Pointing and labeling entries
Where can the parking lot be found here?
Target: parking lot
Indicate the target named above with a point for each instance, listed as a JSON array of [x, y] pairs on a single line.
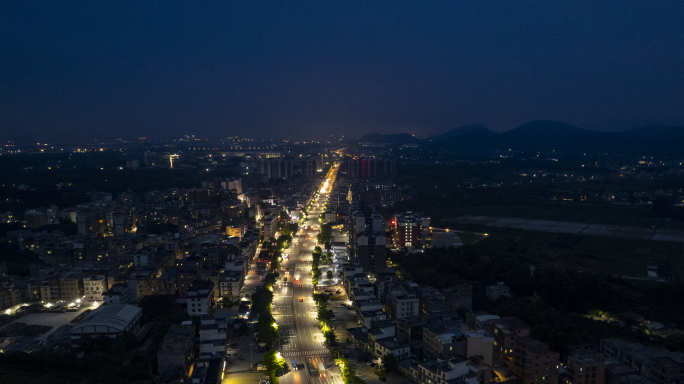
[[54, 320]]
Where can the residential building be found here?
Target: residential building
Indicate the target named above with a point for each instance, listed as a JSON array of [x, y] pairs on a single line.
[[108, 321], [458, 297], [94, 286], [407, 227], [505, 331], [200, 297], [270, 226], [443, 340], [176, 353], [498, 290], [440, 371], [401, 300], [480, 343], [117, 294], [212, 335], [534, 362], [585, 366]]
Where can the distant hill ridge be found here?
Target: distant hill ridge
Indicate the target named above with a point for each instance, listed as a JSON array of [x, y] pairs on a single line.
[[547, 135]]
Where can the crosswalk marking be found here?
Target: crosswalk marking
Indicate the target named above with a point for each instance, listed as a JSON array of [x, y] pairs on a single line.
[[306, 353]]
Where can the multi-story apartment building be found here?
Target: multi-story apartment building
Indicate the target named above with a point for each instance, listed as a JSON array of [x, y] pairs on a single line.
[[369, 168], [443, 340], [176, 352], [275, 168], [94, 286], [440, 371], [401, 300], [212, 335], [9, 296], [200, 297], [270, 226], [141, 284], [505, 331], [585, 366], [70, 288], [407, 227], [534, 362], [117, 294], [49, 290], [91, 222]]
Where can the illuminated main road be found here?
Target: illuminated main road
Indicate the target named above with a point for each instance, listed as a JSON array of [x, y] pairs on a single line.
[[294, 309]]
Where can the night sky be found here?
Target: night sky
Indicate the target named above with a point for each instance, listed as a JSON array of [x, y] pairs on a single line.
[[90, 69]]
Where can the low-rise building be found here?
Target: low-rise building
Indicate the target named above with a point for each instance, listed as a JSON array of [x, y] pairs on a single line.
[[534, 362], [440, 371], [176, 353], [401, 300], [585, 366], [117, 294], [498, 290], [200, 297], [109, 321], [505, 331], [94, 286], [212, 335]]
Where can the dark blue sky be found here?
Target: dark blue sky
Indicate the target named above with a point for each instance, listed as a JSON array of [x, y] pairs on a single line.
[[258, 69]]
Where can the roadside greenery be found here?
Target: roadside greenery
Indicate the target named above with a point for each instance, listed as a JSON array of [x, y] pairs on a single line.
[[348, 371], [274, 363], [562, 306]]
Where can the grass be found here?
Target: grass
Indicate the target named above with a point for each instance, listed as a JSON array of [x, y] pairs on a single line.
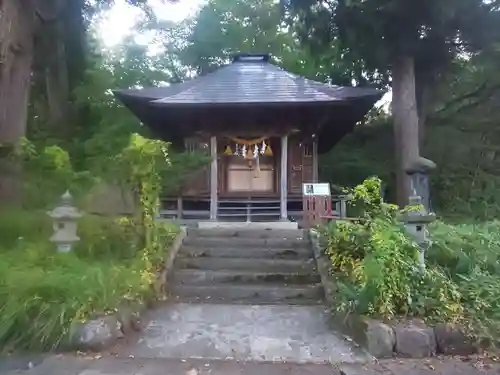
[[376, 267], [43, 294]]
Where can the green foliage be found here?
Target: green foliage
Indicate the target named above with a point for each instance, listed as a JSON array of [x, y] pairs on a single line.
[[376, 268], [47, 174], [44, 294]]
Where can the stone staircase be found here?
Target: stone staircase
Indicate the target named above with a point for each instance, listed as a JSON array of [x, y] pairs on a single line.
[[245, 266]]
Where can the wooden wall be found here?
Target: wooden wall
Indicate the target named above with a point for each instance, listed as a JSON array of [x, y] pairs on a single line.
[[300, 167]]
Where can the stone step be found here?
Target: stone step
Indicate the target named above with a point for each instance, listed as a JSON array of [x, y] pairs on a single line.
[[259, 265], [246, 252], [195, 277], [244, 293], [247, 233], [240, 242], [248, 301]]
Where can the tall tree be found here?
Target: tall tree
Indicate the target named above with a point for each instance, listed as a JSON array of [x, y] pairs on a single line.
[[52, 33], [406, 38]]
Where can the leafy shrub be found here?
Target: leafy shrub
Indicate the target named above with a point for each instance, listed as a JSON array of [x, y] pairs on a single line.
[[43, 294], [376, 267]]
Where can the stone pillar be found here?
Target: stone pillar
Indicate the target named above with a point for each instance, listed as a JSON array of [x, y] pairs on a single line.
[[284, 178], [419, 180], [315, 160], [416, 220], [213, 179]]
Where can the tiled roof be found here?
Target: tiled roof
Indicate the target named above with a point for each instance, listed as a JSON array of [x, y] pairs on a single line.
[[250, 79]]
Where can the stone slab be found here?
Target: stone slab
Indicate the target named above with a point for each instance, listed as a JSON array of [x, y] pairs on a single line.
[[242, 293], [299, 334], [110, 365], [245, 225], [204, 277], [246, 252], [248, 264], [242, 242], [247, 233]]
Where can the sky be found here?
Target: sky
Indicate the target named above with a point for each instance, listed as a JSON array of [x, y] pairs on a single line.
[[117, 22]]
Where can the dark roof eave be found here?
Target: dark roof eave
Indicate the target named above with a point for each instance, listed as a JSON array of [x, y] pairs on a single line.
[[373, 98]]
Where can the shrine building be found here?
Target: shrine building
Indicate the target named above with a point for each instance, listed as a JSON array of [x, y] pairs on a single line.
[[263, 128]]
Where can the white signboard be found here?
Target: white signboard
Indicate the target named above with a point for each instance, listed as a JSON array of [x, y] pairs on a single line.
[[322, 189]]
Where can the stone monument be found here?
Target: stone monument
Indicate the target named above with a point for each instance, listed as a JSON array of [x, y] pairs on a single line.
[[65, 218]]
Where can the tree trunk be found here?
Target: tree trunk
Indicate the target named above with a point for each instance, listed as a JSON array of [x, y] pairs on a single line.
[[406, 125], [56, 81], [17, 20], [423, 98]]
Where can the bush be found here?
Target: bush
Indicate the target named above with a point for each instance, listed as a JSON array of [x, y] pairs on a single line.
[[43, 294], [377, 271]]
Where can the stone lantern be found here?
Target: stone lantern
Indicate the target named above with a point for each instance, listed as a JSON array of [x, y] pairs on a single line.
[[65, 218], [416, 220], [419, 179]]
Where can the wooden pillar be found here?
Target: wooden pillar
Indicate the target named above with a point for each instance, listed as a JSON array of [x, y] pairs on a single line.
[[213, 179], [179, 208], [315, 161], [284, 178]]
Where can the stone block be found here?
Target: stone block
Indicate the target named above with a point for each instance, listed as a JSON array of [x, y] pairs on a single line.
[[414, 341], [376, 337], [451, 340], [129, 316], [98, 334]]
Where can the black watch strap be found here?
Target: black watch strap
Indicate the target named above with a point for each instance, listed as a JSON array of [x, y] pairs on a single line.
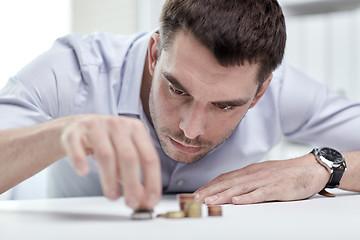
[[335, 178]]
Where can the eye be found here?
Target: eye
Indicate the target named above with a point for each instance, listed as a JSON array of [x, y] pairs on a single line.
[[177, 91], [224, 107]]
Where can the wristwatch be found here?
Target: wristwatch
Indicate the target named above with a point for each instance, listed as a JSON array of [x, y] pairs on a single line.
[[333, 161]]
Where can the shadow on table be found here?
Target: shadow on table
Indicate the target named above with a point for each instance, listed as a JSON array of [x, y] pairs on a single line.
[[68, 216]]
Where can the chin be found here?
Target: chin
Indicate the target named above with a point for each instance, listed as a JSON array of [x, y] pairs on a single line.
[[183, 157]]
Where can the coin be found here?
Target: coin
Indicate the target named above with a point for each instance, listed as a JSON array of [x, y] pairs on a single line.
[[214, 210], [142, 214], [183, 198], [193, 209], [176, 214]]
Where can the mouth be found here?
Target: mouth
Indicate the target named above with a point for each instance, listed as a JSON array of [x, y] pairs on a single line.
[[184, 148]]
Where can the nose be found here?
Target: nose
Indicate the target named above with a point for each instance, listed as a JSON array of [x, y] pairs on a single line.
[[193, 121]]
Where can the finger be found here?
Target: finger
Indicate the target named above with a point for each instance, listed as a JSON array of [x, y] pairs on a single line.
[[129, 166], [105, 158], [257, 196], [150, 166], [76, 151], [236, 190], [219, 184]]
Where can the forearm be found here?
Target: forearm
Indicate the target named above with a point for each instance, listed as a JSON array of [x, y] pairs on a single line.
[[351, 178], [26, 151]]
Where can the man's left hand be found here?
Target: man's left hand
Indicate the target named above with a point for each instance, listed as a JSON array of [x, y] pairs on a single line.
[[283, 180]]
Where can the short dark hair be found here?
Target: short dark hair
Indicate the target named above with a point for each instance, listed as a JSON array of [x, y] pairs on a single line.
[[235, 31]]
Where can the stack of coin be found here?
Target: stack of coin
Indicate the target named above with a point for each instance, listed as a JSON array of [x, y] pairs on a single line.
[[192, 209], [183, 198], [214, 210]]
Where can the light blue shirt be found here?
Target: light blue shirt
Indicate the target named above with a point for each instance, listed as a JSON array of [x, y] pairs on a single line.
[[101, 73]]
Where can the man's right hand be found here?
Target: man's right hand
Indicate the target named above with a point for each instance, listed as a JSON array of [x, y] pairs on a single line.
[[122, 150]]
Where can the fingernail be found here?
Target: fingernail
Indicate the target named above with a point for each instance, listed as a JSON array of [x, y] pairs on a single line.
[[152, 198], [211, 199], [197, 196], [132, 202], [236, 199], [113, 195]]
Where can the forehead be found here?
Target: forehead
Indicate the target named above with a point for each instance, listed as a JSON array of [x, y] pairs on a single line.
[[196, 68]]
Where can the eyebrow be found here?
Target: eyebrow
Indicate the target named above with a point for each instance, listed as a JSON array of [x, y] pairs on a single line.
[[234, 103]]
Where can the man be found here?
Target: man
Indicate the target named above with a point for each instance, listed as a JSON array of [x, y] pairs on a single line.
[[170, 111]]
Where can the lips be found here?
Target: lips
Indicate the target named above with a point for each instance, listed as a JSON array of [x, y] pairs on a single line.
[[184, 148]]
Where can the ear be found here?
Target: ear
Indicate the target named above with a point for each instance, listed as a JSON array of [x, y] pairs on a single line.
[[262, 91], [153, 51]]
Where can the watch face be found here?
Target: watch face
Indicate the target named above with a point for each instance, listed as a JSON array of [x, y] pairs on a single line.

Task requirements - Copy the records word for word from their first line through the line containing "[[54, 320]]", both ends included. Leave the pictures out of your copy.

Output -
Where can the parking lot be found here?
Target: parking lot
Indicate the target named above with a point for each instance, listed as a JSON array of [x, y] pairs on a single line.
[[54, 320]]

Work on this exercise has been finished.